> [DOCUMENT SECTION]:
= = =
ImgFS: Image-oriented File System --- general description

Outline of this document

Project background
Project goals
General description

Context

The aim of this project is to have you develop a large program in C on a "system" theme. The framework chosen this year is the construction of a command-line utility to manage images in a specific format file system, inspired by the one used by Facebook. For your information, Facebook's system is called "Haystack" and is described in the following paper: https://www.usenix.org/event/osdi10/tech/full_papers/Beaver.pdf.) You are not required to read this paper as part of the course (it's just for information) because, obviously, we'll be implementing a simplified version of this system. All the basic concepts required for this project are introduced here in a simple way, assuming only standard "user" knowledge of a computer system.

Social networks have to manage hundreds of millions of images. The usual file systems (such as the one used on your hard disk, for example) have efficiency problems with such large numbers of files. Furthermore, they aren't designed to handle the fact that we want to have each of these images in several resolutions, e.g. very small (icon), medium for a quick preview and normal size (original resolution).
= = =
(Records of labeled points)

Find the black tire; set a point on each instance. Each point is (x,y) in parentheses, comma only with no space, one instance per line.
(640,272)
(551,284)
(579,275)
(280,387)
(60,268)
= = =
> [REQUIRED TASK 1]:
According to the ImgFS project description, what is Facebook's image file system called?
> [REQUIRED TASK 2]:
Rewrite the paragraph of the ImgFS project description that begins "Social networks have to manage" more briefly, keeping its main facts.
> [REQUIRED TASK 3]:
In the ImgFS project description, swap "command-line utility" for "graphical application" and give the passage again, starting at "The aim of this" and ending at "a computer system.".
These lines have no connection to the ImgFS project description.

> [WRITTEN SOLUTION 1]:
It is called "Haystack."

> [WRITTEN SOLUTION 2]:
Social networks must manage hundreds of millions of images, and ordinary file systems, like the one on a hard disk, handle that many files inefficiently. They also aren't designed to keep each image in several resolutions, such as an icon, a medium preview size, and the original size.

> [WRITTEN SOLUTION 3]:
The aim of this project is to have you develop a large program in C on a "system" theme. The framework chosen this year is the construction of a graphical application to manage images in a specific format file system, inspired by the one used by Facebook. For your information, Facebook's system is called "Haystack" and is described in the following paper: https://www.usenix.org/event/osdi10/tech/full_papers/Beaver.pdf.) You are not required to read this paper as part of the course (it's just for information) because, obviously, we'll be implementing a simplified version of this system. All the basic concepts required for this project are introduced here in a simple way, assuming only standard "user" knowledge of a computer system.